**TASK DETAILS**
Return the lines below in which the string "water" occurs.

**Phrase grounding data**
^^^^^^^^^^^^^^^^
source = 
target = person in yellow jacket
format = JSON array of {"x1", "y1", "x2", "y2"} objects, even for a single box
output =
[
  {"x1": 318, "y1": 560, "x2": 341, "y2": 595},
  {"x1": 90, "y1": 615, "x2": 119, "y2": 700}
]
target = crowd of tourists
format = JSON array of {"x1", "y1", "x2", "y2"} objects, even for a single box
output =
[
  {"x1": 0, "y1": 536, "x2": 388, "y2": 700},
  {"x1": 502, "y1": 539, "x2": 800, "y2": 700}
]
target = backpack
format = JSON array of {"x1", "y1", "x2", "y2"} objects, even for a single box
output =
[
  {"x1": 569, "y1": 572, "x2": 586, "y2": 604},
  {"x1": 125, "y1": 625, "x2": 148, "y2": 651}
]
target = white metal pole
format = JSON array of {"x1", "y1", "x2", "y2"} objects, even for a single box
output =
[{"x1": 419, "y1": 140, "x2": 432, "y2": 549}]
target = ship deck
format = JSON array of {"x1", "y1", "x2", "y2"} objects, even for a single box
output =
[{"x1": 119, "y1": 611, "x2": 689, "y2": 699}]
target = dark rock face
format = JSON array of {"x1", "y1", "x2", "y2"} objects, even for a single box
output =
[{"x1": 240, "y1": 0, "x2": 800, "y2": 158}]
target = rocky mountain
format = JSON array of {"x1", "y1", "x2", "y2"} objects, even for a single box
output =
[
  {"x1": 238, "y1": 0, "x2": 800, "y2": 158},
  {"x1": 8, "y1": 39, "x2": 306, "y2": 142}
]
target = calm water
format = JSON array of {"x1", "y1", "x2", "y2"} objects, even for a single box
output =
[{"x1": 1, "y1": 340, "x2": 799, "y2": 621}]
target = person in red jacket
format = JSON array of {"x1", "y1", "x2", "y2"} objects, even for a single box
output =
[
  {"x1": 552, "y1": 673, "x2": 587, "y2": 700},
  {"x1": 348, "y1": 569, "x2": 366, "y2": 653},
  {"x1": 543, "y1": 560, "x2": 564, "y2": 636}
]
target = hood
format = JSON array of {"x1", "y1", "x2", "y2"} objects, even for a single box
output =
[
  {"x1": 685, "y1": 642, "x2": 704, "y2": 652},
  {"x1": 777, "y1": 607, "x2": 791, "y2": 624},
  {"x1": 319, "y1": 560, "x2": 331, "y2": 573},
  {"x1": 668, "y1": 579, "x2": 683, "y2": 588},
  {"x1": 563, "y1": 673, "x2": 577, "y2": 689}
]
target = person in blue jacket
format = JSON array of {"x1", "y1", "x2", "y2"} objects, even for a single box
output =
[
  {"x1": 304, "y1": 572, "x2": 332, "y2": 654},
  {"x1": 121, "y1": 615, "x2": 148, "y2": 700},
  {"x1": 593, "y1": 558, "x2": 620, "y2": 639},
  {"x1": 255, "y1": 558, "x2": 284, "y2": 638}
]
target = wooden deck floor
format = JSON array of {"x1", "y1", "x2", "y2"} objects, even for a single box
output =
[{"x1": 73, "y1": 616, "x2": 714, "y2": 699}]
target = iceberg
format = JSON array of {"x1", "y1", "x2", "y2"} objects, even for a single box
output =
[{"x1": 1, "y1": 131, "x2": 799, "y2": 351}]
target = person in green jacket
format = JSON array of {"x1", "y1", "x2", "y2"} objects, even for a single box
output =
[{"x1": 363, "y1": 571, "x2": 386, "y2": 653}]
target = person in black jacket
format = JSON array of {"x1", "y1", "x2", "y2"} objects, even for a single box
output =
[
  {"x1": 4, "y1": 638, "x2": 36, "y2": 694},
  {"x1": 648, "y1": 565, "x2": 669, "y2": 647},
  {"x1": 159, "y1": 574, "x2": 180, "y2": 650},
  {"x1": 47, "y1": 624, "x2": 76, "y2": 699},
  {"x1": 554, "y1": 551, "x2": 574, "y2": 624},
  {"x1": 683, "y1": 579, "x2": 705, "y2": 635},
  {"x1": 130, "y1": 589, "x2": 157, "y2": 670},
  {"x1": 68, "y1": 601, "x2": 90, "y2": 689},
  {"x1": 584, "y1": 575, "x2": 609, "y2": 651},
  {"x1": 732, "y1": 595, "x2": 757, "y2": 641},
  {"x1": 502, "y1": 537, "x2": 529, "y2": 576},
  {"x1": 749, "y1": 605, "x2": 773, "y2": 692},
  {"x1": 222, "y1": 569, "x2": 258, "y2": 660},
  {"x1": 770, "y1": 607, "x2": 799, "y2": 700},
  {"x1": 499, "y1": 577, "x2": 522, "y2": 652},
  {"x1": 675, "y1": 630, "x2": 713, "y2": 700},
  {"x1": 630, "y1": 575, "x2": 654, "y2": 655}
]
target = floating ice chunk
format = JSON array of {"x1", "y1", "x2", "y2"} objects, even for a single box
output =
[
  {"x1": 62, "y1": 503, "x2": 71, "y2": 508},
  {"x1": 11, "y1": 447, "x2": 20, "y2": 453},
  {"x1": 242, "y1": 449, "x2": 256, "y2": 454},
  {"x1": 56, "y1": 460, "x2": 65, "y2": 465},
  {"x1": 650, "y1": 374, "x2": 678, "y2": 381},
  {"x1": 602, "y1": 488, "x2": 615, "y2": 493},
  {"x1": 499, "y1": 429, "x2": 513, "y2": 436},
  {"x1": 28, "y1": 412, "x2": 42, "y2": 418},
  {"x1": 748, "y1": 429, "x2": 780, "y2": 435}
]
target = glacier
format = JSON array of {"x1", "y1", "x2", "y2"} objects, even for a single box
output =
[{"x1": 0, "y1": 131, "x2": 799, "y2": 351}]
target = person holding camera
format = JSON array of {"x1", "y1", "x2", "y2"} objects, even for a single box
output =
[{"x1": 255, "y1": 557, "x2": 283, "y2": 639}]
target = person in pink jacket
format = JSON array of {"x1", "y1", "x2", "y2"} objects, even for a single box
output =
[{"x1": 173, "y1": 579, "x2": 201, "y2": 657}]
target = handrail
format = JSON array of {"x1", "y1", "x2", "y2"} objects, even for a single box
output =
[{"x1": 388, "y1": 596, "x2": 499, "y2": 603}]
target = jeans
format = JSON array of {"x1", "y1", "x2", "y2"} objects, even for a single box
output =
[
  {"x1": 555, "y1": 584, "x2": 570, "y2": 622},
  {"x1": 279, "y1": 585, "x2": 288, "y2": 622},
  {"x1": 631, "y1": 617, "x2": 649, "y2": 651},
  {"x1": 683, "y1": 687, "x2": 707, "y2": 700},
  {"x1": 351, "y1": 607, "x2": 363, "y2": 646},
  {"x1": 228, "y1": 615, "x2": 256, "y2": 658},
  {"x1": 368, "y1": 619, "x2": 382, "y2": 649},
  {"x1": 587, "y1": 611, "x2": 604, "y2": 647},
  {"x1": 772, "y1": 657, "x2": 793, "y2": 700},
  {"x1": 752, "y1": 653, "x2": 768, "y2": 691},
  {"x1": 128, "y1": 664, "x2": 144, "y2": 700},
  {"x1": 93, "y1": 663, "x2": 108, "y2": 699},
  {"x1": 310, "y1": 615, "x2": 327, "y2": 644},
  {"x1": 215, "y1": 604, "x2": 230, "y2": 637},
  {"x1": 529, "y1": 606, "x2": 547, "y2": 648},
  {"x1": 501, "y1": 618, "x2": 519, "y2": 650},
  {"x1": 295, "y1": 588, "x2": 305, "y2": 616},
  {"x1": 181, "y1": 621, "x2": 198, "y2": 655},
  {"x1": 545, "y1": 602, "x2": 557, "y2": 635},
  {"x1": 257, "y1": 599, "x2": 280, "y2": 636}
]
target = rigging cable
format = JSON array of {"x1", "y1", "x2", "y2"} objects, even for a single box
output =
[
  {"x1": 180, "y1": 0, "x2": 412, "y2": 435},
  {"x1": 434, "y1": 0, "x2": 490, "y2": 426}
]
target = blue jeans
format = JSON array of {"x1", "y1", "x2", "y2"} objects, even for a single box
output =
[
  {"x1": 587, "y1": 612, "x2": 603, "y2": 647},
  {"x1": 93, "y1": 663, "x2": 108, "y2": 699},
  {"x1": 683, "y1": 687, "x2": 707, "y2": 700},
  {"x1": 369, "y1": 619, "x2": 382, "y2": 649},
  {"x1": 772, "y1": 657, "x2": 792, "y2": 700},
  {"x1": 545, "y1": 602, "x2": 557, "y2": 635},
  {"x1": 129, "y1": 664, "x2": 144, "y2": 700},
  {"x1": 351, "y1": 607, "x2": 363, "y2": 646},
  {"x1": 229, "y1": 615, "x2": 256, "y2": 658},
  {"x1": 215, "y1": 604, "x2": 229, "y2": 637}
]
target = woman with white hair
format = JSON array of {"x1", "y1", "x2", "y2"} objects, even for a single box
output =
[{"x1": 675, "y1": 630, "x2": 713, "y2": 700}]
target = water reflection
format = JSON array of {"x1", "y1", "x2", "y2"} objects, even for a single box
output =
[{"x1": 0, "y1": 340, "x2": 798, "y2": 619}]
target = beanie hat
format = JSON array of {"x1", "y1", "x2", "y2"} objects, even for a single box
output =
^^^^^^^^^^^^^^^^
**ANSWER BELOW**
target = calm water
target = water reflection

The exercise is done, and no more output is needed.